# SOURCE DOCUMENT start

The Real And Racist Origins of the Second Amendment
Tue, 12/18/2012 - 19:19 — Bruce A. Dixon
        * US History | 
        * Native Americans | 
        * genocide | 
        * Second AmendmentPrinter-friendly version 
A Black Agenda Radio commentary by BAR managing editor Bruce A. Dixon
The 
“well-regulated militia” that the US Constitution's second amendment 
refers to were slave patrols, land stealers and Indian killers, all 
quite necessary as the amendment's language states “to the security of a free 
state” built with stolen labor upon stolen land. Unless and until 
we acknowledge that history, we cannot have an honest discussion about 
gun control.
The Real and Racist Origins of the Second Amendment
A Black Agenda Radio commentary by BAR managing editor Bruce A. Dixon
This commentary was originally published in Black Agenda Report April 19, 2008.
Why does the 
US Constitution guarantee a right “to keep and bear arms”? Why not the 
right to vote, the right to a quality education, health care, a clean 
environment or a job? What was so important in early America about the 
right of citizens to have guns? And is it even possible to have an 
honest discussion about gun control without acknowledging the racist 
origins of the Second Amendment?
The dominant 
trend among legal scholars, and on the current Supreme Court is that we 
are bound by the original intent of the Constitution's authors. Here's 
what the second amendment to the Constitution says:
“A 
well regulated militia being necessary to the security of a free State, 
the right of the People to keep and bear arms shall not be infringed.”
Clearly its 
authors aimed to guarantee the right to a gun for every free white man 
in their new country. What's no longer evident 230 years later, is why. 
The answer, advanced by historian Edmund Morgan in his classic work, American 
Slavery, American Freedom, the Ordeal of Colonial Virginia, sheds useful light 
on the historic and current politics and self-image of our nation.

# SOURCE DOCUMENT end
# PROVIDED DATA start

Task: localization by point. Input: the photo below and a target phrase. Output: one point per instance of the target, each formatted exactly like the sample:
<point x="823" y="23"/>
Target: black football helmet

# PROVIDED DATA end
# PROVIDED DATA start

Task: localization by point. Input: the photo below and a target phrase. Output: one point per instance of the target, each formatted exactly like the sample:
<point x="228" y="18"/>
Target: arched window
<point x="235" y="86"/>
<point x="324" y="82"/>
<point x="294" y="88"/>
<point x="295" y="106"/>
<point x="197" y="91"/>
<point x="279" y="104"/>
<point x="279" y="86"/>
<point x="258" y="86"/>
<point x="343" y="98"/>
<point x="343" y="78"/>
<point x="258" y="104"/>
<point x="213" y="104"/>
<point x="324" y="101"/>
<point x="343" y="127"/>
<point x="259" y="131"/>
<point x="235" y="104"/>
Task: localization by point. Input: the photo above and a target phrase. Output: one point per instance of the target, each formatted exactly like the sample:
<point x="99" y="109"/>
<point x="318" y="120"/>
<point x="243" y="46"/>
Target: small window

# PROVIDED DATA end

> TASK TO CARRY OUT
Reproduce the passage of the commentary on the Second Amendment from "The answer, advanced" up to and including "of our nation.". The entries have no connection to the commentary on the Second Amendment.

> TASK ANSWER
The answer, advanced by historian Edmund Morgan in his classic work, American 
Slavery, American Freedom, the Ordeal of Colonial Virginia, sheds useful light 
on the historic and current politics and self-image of our nation.